In a way, a spectacular
disaster is a more interesting thing to have in the world than a middling
studio flick too unimaginative to embarrass itself in any noteworthy way, which
passes unremarked upon through cinemas and promptly vanishes from human memory.
But you know, there are moments -- and only moments, to be sure-- where
one wonders if perhaps “middling mediocrity” and “staggering folly” weren’t the
only two possible outcomes here, if there
wasn’t an actual good movie to be found here, if only someone had stopped to
notice it. Those moments have little to do with Tom Cruise stunts --which are
found in profusion, and in rather more colorful array, in other movies better
suited to their charms-- and are certainly never found in the enervating mummy
backstory or even in the disposable clutter or the basic plot. Where they are
found is the only real surprise in the whole film, because they turn up in
the one place the movie seems least interested: its mostly-forgotten origins as
a horror movie.

» **WHAT THIS TASK INVOLVES**:
In the movie review above, where does the one real surprise in the film turn up?

» **STORED DATA**:
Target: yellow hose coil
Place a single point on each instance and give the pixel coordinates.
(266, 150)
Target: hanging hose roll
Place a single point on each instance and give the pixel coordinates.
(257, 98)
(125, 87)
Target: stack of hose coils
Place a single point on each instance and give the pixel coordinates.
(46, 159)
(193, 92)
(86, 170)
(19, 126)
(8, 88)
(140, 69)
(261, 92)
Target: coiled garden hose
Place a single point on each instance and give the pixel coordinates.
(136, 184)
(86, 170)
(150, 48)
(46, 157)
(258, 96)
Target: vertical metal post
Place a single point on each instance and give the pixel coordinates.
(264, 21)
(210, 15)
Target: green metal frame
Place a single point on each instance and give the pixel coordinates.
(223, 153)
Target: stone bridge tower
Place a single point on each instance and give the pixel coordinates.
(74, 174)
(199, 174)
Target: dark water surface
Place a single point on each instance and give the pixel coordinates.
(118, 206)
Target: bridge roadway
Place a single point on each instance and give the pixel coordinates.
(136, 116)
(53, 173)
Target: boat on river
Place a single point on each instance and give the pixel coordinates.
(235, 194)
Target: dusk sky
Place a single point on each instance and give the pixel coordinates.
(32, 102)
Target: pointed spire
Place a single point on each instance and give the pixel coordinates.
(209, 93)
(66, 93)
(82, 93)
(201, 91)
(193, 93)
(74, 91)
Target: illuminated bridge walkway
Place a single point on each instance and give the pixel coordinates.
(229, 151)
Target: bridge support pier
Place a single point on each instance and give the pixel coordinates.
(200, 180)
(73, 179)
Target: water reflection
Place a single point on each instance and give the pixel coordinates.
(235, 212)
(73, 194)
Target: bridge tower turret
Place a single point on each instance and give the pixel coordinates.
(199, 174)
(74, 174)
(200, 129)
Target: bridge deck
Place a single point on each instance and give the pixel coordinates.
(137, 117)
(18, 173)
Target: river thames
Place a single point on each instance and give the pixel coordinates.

» **FULL OUTPUT**:
It turns up in the film's mostly-forgotten origins as a horror movie, the place the movie seems least interested in.